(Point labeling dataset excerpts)

----

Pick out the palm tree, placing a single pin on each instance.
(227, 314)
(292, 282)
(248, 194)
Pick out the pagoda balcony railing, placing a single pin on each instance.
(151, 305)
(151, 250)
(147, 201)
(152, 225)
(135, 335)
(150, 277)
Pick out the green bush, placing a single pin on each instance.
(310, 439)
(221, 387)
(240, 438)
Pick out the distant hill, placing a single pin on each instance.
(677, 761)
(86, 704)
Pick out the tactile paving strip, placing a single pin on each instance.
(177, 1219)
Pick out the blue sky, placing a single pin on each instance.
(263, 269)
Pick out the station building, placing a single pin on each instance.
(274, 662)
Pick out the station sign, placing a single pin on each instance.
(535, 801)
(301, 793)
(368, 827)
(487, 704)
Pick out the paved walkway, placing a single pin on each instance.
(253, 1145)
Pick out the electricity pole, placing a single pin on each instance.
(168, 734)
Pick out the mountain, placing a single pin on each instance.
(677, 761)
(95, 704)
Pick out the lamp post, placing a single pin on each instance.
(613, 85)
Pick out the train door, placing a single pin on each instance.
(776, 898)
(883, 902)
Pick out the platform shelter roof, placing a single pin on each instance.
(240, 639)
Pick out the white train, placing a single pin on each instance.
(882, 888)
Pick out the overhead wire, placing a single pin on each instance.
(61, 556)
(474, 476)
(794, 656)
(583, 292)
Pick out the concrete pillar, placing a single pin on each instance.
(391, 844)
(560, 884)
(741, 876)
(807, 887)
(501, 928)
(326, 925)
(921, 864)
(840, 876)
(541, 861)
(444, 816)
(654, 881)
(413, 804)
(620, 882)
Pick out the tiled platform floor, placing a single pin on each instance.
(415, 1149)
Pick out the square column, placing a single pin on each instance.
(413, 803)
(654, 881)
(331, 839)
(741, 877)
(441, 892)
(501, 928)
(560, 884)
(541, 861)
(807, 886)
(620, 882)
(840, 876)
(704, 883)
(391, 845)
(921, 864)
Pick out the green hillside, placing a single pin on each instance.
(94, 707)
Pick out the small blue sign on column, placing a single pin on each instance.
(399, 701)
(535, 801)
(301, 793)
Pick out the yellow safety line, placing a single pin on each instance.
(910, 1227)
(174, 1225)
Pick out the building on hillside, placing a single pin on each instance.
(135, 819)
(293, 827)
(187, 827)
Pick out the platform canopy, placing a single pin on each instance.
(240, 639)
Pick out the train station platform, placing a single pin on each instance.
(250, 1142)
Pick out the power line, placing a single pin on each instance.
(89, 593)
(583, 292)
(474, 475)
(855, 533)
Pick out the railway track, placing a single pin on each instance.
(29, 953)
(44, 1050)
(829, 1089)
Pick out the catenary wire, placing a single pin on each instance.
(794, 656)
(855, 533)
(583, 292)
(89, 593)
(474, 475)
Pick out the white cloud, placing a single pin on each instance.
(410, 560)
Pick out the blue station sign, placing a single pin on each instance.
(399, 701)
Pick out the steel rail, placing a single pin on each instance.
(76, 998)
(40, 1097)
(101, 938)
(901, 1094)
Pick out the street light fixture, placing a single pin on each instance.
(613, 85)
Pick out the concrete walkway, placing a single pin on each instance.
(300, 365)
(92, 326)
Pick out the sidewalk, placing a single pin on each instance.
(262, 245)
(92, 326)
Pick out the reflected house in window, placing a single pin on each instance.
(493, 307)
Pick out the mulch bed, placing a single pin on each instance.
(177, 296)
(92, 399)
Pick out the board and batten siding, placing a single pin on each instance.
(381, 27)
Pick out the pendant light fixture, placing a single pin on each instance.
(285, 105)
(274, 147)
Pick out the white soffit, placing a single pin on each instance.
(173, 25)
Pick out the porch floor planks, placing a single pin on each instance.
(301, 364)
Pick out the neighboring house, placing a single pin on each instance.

----

• Objective: Reproduce every item above line for line, with no change to wording or order.

• Written reply:
Pick out the palm tree, placing a single pin on each instance.
(227, 314)
(292, 282)
(248, 194)
Pick out the pagoda balcony railing, placing a single pin on each instance.
(151, 305)
(151, 250)
(147, 201)
(152, 225)
(135, 335)
(150, 277)
Pick out the green bush, placing a single pin on each instance.
(310, 439)
(221, 387)
(240, 438)
Pick out the distant hill, placing a single pin on each instance.
(677, 761)
(86, 704)
Pick out the tactile paving strip, placing a single pin on each instance.
(177, 1219)
Pick out the blue sky, placing a single pin on each instance.
(263, 269)
Pick out the station building, placing a single pin on each instance.
(274, 662)
Pick out the station sign, placing a single pin on each instance.
(535, 801)
(301, 793)
(368, 827)
(487, 704)
Pick out the paved walkway, placing a single pin on each instance.
(253, 1145)
Pick out the electricity pole, placing a single pin on each instance.
(168, 734)
Pick out the mountain, placing a single pin on each instance.
(677, 761)
(95, 704)
Pick out the lamp post, placing a single pin on each instance.
(613, 85)
Pick out the train door, placing a single pin on each instance.
(776, 898)
(883, 902)
Pick out the platform shelter roof, placing a single pin on each instance.
(240, 639)
Pick out the white train, placing a single pin on each instance.
(882, 888)
Pick out the overhead wire, placing a single pin on each instance.
(61, 556)
(474, 476)
(794, 656)
(583, 292)
Pick out the concrete pillar, placing a single pin on each instance.
(391, 844)
(560, 884)
(741, 876)
(807, 887)
(501, 928)
(326, 925)
(921, 864)
(840, 876)
(541, 861)
(444, 816)
(654, 881)
(413, 804)
(620, 882)
Pick out the tiled platform floor, placing a single pin on each instance.
(415, 1149)
Pick out the square column, placing a single pin on each instance.
(413, 803)
(654, 881)
(331, 839)
(741, 877)
(441, 892)
(501, 928)
(560, 884)
(541, 861)
(807, 886)
(620, 882)
(840, 876)
(704, 883)
(391, 845)
(921, 864)
Pick out the green hillside, placing a single pin on each instance.
(94, 707)
Pick out the small blue sign on column, placing a single pin on each instance.
(399, 701)
(535, 801)
(301, 793)
Pick out the yellow safety line, placing a single pin on each instance.
(910, 1227)
(174, 1225)
Pick out the building on hillside, placing a single pin on each instance.
(135, 819)
(293, 827)
(187, 827)
Pick out the platform canopy, placing a single pin on each instance.
(240, 639)
Pick out the train station platform, placing a single pin on each instance.
(250, 1142)
Pick out the power line, placing a single pin on each instance.
(89, 593)
(583, 292)
(474, 475)
(855, 533)
Pick out the railway track, placing a single pin on each instance.
(29, 953)
(44, 1050)
(829, 1089)
Pick out the catenary wire, placing a single pin on each instance.
(794, 656)
(855, 533)
(583, 292)
(89, 593)
(474, 475)
Pick out the white cloud, placing a single pin on each instance.
(410, 560)
Pick out the blue station sign, placing a single pin on each instance.
(399, 701)
Pick out the steel rail, placing a single pin on each instance.
(76, 998)
(40, 1097)
(101, 938)
(901, 1094)
Pick out the street light fixture, placing a single pin on each instance.
(613, 85)
Pick out the concrete walkway, placing a single pin on each instance.
(300, 365)
(92, 326)
Pick out the sidewalk, placing a single pin on each instance.
(262, 245)
(92, 326)
Pick out the reflected house in window, placing a single pin on each instance.
(493, 307)
Pick out the mulch bed, placing a single pin on each instance.
(177, 296)
(92, 399)
Pick out the board and batten siding, placing a single pin on each instance.
(381, 27)
Pick out the pendant light fixture, placing a single pin on each instance.
(285, 105)
(274, 147)
Pick out the white soffit, placing a single pin on each instance.
(173, 25)
Pick out the porch floor planks, placing a single pin on each instance.
(301, 364)
Pick out the neighboring house, placing a single pin on each instance.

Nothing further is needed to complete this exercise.